> _Приведённый текст_
-------------------------

Тут опять продолжу о взятке. До Петра дошел вдруг какой-то слушок о камергере его жены Виллиме Монсе. Это имя могло разбередить в душе Петра забытую рану, поскольку Виллим этот был близкий родственник той Анны Монс, которой сильно увлекся когда-то молодой царь. Потому он затребовал какие-то бумаги из Тайной канцелярии и не без любопытства углубился в них. То, что открылось Петру, потрясло его. Оказалось, этот камергер Монс, приближённый его жены, организовал нечто вроде целого министерства взяток при императрице. Он нагло торговал милостями, за которыми сюда обращался сам светлейший князь Меншиков, вор из воров и сам первый взяточник. Откуда же мог взять столь драгоценные милости этот шут гороховый Монс. Петру не надо было долго гадать. Он торгует тем, что может дать императорская власть, которой он, Пётр, владеет вместе с женой. И ради этого он пышно, на виду у всей России, короновал её лишь несколько дней назад? Этот Монс торгует его, петровой властью, который столько времени колесовал, четвертовал и вешал виноватых во взятке. А за что же, за какие шиши Монсу такое предпочтение от жены императора? Пётр мог с горечью вспомнить, что он ведь уже старик, что она, пышнотелая красавица, моложе его на целых двенадцать лет. Пётр узнал в те дни и ещё одну «зело поганую» новость. Императрица, его жена, оказалась не только податлива на ласки красавчика из Немецкой слободы, она не отказывалась и от денег. Монс делал «откаты» ей, до тридцати тысяч за дело. Прачкой была она всегда, а императрицей стать так и не успела. Об этом, может быть, думал Пётр.
Так что у Екатерины, после смерти её, обнаружилось личное, весьма даже приличное состояние. Приличное – в смысле размера, но не способа, каким было добыто.

-------------------------

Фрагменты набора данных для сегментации
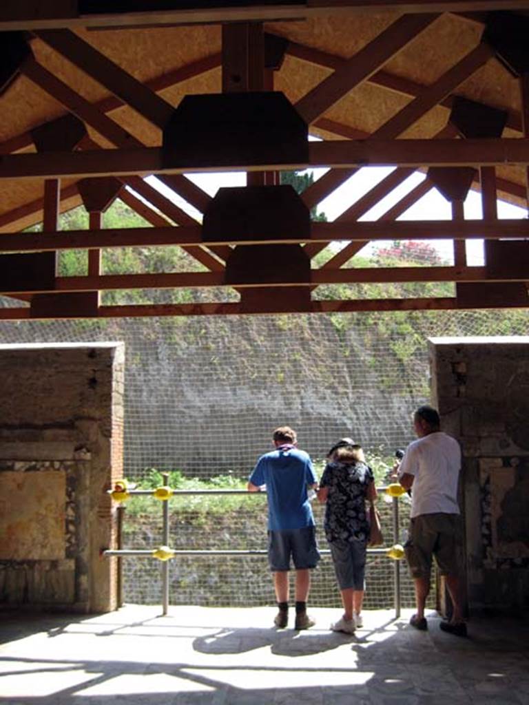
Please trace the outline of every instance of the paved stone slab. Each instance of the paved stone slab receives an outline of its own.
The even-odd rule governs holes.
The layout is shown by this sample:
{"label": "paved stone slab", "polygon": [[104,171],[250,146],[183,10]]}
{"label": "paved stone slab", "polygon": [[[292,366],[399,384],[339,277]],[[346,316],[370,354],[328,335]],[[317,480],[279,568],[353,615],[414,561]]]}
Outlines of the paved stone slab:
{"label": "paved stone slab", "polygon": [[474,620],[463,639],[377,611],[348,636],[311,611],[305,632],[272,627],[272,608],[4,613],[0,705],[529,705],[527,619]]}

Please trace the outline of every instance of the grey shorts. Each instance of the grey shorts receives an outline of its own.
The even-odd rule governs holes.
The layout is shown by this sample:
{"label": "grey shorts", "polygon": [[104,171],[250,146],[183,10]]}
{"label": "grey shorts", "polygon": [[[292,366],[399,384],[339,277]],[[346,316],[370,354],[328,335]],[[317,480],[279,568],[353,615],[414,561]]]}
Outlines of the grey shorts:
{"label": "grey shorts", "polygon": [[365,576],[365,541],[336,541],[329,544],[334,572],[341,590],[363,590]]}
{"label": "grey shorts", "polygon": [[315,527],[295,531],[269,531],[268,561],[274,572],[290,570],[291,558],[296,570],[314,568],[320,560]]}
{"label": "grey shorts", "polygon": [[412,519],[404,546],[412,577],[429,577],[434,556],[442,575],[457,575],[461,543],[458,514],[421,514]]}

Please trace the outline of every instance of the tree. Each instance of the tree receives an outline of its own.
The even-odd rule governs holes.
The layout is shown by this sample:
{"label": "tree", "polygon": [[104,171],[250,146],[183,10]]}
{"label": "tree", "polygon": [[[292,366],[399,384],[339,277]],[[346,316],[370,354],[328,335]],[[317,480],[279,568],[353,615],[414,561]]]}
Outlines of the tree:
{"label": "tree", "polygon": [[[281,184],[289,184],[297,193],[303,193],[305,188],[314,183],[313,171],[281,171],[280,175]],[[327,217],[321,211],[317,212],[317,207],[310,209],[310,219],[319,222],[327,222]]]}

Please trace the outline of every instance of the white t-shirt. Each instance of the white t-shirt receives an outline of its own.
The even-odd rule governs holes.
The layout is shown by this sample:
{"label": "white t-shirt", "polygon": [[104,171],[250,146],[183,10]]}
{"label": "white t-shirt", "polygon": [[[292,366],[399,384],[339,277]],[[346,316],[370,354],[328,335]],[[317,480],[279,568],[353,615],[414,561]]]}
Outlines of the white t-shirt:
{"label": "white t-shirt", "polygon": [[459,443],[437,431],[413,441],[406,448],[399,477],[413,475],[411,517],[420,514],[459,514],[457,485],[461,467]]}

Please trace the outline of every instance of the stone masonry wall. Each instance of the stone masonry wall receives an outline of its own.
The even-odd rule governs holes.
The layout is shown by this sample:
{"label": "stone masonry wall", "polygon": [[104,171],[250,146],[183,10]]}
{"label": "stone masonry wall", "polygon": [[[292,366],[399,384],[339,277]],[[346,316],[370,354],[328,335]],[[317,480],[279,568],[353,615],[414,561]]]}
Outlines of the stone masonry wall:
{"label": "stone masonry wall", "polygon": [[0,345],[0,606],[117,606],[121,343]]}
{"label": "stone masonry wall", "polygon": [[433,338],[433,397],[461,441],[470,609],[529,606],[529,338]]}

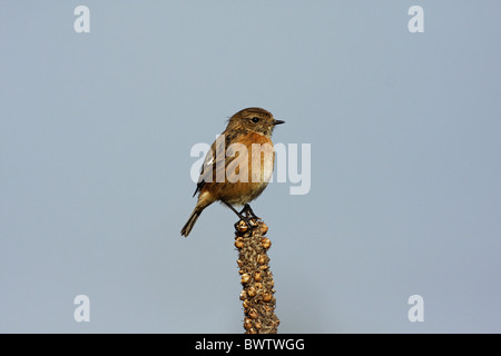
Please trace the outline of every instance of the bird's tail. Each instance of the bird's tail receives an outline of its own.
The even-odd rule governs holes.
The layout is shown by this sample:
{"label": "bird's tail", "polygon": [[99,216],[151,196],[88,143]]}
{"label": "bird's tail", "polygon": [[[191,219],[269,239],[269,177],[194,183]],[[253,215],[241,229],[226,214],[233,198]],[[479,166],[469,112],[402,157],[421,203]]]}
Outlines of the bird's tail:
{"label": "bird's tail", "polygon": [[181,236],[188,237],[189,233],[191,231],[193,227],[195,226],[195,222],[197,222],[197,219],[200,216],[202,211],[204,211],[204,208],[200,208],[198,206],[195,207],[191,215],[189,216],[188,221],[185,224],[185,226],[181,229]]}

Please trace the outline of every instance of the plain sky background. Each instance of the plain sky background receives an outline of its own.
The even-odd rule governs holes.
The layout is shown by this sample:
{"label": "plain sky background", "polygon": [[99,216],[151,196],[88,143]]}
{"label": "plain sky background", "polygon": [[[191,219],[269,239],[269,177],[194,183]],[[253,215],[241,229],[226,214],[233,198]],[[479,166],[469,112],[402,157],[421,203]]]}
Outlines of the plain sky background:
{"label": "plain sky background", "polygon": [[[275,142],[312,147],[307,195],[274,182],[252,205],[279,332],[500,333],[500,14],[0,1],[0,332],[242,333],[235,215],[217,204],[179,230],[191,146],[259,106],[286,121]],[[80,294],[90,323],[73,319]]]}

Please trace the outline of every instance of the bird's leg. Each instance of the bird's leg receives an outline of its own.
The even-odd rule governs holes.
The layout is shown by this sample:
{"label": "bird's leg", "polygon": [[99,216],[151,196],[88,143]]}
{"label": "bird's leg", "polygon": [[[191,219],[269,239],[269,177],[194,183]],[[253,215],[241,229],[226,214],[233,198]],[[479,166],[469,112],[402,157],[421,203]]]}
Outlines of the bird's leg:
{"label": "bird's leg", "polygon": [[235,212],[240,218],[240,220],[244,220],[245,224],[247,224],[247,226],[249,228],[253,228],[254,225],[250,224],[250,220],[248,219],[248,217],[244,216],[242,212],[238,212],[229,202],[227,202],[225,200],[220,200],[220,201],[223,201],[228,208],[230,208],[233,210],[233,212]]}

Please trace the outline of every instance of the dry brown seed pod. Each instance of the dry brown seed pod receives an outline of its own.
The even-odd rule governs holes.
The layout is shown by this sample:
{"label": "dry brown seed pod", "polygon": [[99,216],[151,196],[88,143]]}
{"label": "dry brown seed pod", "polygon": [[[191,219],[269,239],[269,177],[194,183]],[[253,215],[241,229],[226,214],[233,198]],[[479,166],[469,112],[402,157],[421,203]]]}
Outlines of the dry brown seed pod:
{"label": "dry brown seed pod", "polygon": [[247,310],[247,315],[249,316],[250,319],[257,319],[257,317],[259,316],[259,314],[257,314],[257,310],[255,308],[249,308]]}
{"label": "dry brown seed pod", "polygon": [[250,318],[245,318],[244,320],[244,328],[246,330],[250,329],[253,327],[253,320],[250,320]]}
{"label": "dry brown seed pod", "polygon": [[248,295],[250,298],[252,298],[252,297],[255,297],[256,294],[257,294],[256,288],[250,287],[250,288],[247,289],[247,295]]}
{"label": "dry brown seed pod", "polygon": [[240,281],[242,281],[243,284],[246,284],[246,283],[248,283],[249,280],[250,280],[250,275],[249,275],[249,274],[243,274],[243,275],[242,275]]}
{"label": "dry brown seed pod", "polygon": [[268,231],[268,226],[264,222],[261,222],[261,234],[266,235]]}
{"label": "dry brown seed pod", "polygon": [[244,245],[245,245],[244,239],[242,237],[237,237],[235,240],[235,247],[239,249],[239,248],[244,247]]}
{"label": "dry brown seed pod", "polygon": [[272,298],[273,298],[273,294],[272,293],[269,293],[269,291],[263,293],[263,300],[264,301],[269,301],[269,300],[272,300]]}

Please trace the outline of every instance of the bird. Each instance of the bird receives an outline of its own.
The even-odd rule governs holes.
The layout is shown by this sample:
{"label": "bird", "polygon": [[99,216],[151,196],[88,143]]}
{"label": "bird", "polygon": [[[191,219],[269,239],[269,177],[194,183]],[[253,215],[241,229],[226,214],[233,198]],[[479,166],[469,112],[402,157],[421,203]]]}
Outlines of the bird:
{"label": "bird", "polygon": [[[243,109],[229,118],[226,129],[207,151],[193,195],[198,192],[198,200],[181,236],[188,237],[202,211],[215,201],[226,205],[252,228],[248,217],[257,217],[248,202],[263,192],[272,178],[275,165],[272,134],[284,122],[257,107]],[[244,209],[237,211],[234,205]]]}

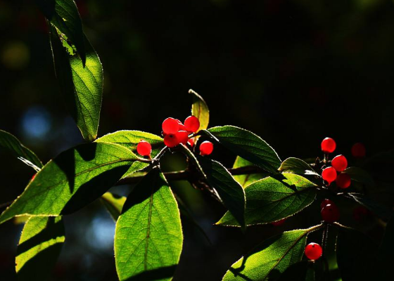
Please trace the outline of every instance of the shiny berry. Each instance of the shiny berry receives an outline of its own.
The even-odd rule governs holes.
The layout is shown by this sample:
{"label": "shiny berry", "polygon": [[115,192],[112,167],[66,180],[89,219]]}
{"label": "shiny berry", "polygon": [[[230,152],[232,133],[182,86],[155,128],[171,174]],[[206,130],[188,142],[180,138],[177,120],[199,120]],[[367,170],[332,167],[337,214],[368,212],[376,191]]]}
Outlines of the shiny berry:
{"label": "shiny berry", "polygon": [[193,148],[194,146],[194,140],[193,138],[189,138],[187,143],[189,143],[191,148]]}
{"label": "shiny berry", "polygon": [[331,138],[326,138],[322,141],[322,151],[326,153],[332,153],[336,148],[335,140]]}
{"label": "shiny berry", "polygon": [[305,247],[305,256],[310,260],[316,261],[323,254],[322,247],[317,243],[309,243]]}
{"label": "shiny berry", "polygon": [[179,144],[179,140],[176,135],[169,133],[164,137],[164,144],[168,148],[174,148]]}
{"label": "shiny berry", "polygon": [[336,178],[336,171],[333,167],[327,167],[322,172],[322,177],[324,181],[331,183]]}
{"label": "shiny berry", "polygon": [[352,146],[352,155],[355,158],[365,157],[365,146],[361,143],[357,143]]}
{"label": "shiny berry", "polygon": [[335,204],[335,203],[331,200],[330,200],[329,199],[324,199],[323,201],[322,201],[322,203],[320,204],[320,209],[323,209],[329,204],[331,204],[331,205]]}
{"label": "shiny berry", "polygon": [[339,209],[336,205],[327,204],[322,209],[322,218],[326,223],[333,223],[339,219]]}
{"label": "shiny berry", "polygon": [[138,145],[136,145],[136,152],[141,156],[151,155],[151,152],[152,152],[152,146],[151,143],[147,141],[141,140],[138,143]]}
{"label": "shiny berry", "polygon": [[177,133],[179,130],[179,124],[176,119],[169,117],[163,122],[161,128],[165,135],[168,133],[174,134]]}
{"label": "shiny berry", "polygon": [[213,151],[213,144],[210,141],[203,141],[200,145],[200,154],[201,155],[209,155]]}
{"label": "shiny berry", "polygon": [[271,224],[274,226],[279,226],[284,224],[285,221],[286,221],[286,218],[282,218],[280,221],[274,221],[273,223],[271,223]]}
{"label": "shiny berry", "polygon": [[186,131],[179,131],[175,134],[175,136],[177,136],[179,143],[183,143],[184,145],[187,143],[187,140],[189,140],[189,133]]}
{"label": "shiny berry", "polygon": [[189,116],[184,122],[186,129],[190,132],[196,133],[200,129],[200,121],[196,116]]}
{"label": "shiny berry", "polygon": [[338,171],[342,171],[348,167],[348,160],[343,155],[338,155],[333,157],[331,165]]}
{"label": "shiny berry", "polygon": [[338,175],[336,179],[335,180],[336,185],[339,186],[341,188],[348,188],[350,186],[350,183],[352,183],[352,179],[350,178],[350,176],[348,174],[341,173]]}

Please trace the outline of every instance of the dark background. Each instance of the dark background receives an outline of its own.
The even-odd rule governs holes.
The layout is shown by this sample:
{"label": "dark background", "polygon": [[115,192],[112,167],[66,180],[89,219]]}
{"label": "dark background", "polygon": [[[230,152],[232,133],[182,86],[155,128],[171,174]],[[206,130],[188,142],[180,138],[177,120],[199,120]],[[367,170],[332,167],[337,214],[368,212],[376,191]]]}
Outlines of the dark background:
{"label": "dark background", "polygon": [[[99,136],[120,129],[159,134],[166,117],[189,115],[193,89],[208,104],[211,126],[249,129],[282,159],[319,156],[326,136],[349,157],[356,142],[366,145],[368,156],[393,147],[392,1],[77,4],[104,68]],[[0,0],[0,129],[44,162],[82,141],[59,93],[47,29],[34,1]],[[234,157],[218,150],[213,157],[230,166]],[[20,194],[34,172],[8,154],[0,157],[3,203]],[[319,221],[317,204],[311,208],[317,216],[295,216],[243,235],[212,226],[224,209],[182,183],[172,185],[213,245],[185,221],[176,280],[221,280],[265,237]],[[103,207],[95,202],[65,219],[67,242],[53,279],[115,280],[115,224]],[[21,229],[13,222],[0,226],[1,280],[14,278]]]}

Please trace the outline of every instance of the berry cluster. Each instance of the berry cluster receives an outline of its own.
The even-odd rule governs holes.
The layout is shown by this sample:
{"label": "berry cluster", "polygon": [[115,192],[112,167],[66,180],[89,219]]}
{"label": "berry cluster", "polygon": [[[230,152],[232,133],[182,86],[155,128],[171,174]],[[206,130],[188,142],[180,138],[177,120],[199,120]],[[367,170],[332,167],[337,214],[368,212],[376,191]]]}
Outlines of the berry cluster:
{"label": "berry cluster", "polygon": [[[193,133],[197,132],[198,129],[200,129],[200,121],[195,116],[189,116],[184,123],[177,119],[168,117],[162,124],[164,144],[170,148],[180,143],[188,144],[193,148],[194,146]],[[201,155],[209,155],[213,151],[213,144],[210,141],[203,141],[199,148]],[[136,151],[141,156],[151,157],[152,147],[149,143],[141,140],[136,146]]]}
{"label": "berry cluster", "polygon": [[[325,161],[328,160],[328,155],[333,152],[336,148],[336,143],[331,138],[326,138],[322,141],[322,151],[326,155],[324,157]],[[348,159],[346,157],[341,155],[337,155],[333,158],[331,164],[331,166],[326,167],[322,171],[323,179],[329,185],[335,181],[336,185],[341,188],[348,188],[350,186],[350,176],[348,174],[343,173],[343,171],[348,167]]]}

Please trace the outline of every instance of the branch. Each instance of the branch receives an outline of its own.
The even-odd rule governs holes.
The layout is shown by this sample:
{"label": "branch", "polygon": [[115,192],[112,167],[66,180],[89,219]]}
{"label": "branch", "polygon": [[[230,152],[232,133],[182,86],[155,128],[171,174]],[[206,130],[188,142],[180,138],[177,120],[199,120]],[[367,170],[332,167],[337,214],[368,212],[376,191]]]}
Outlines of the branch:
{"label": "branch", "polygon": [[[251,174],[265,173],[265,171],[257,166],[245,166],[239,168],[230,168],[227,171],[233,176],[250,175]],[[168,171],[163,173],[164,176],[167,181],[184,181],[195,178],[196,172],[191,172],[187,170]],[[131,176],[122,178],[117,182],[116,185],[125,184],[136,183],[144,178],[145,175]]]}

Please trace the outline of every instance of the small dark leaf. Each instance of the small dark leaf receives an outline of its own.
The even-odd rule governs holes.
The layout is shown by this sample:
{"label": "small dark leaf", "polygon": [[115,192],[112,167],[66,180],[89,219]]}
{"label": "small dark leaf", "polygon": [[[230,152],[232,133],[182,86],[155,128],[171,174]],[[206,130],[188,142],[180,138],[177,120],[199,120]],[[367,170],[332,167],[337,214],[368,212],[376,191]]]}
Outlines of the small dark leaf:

-------------------------

> _Ваше задание_
Перепишите слово в слово весь текст о деле Монса, ничего не меняя. Данные выше никак не связаны с текстом.

> _Ответ на задание_
Тут опять продолжу о взятке. До Петра дошел вдруг какой-то слушок о камергере его жены Виллиме Монсе. Это имя могло разбередить в душе Петра забытую рану, поскольку Виллим этот был близкий родственник той Анны Монс, которой сильно увлекся когда-то молодой царь. Потому он затребовал какие-то бумаги из Тайной канцелярии и не без любопытства углубился в них. То, что открылось Петру, потрясло его. Оказалось, этот камергер Монс, приближённый его жены, организовал нечто вроде целого министерства взяток при императрице. Он нагло торговал милостями, за которыми сюда обращался сам светлейший князь Меншиков, вор из воров и сам первый взяточник. Откуда же мог взять столь драгоценные милости этот шут гороховый Монс. Петру не надо было долго гадать. Он торгует тем, что может дать императорская власть, которой он, Пётр, владеет вместе с женой. И ради этого он пышно, на виду у всей России, короновал её лишь несколько дней назад? Этот Монс торгует его, петровой властью, который столько времени колесовал, четвертовал и вешал виноватых во взятке. А за что же, за какие шиши Монсу такое предпочтение от жены императора? Пётр мог с горечью вспомнить, что он ведь уже старик, что она, пышнотелая красавица, моложе его на целых двенадцать лет. Пётр узнал в те дни и ещё одну «зело поганую» новость. Императрица, его жена, оказалась не только податлива на ласки красавчика из Немецкой слободы, она не отказывалась и от денег. Монс делал «откаты» ей, до тридцати тысяч за дело. Прачкой была она всегда, а императрицей стать так и не успела. Об этом, может быть, думал Пётр.
Так что у Екатерины, после смерти её, обнаружилось личное, весьма даже приличное состояние. Приличное – в смысле размера, но не способа, каким было добыто.